◆ **Task instructions**
Your answer should consist of the lines holding "person", copied from the material below.

◆ **Materials provided**
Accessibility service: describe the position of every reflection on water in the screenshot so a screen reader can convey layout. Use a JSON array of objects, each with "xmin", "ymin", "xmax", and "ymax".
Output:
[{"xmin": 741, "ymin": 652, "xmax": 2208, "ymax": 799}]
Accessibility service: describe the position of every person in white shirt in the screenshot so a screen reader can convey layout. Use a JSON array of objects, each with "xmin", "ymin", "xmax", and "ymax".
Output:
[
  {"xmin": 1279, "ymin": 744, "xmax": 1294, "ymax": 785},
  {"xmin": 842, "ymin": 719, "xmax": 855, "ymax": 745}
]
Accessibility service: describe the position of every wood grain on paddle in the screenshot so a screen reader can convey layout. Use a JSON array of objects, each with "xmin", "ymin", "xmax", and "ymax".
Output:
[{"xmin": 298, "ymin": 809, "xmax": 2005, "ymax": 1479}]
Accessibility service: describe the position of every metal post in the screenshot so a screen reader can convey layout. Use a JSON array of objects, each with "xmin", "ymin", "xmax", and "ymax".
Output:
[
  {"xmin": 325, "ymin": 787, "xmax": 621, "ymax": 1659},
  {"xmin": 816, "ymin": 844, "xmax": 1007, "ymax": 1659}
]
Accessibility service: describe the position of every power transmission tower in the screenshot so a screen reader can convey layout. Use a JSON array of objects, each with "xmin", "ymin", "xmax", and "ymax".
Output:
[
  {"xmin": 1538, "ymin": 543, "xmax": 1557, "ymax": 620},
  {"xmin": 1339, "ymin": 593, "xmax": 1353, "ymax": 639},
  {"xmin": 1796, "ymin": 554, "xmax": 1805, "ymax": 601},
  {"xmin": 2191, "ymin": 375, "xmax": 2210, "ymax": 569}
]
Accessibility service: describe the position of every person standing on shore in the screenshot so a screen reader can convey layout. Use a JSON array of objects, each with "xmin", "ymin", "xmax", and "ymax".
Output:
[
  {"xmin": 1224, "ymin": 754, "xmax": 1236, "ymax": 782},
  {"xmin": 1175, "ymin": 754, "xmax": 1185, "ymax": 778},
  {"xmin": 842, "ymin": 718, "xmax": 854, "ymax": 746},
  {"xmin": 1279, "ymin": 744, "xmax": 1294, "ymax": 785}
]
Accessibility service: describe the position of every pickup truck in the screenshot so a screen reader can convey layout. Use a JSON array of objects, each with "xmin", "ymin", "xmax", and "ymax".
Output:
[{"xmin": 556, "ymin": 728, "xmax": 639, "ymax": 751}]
...
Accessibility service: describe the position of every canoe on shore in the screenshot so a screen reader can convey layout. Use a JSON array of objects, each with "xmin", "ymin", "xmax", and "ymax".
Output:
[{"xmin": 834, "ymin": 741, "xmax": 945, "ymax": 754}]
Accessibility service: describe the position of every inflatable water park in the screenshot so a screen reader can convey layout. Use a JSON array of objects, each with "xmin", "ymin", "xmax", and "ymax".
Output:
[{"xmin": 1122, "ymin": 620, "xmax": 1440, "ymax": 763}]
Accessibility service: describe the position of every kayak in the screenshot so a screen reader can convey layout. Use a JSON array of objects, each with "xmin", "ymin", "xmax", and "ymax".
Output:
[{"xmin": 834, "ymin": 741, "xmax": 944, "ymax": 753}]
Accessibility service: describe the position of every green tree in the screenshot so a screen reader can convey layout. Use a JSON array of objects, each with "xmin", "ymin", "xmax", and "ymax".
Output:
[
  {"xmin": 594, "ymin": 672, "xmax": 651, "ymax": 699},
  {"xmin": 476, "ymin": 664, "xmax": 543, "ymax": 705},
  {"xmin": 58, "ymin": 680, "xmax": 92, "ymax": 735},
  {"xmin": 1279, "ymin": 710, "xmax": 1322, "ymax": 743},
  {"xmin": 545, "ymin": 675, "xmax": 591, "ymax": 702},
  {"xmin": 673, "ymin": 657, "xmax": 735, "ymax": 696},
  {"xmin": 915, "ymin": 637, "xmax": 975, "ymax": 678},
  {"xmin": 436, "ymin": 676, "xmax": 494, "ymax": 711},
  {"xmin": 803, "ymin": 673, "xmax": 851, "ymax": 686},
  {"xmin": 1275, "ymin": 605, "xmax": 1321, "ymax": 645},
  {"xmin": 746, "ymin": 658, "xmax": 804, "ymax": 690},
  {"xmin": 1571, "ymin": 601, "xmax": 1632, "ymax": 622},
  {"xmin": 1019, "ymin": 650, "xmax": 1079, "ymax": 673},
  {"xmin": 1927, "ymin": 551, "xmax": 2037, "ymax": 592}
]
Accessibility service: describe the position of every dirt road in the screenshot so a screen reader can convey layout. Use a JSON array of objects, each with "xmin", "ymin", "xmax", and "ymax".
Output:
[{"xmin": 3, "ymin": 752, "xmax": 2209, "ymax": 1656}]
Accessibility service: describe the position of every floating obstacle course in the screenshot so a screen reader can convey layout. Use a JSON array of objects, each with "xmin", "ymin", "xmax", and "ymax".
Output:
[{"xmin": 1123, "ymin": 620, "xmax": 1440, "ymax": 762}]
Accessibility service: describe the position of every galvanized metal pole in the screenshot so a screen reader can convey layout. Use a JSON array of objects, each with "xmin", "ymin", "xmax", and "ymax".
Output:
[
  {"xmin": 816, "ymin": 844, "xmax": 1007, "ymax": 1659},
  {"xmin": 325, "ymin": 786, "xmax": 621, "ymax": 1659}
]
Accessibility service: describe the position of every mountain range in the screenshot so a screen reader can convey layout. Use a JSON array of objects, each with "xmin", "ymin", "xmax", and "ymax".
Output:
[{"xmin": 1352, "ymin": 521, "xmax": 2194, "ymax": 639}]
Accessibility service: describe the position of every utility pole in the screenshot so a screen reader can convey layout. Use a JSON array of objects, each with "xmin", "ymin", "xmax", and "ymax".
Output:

◆ **Result below**
Accessibility service: describe the position of every person in white shirt in the screenshot so a screen reader can convey layout. Use a JSON array of objects, each with "xmin", "ymin", "xmax", and "ymax".
Accessibility service: describe the position of every person standing on shore in the screenshot so a screen reader can convey layout. Use a JSON array of objects, each with "xmin", "ymin", "xmax", and "ymax".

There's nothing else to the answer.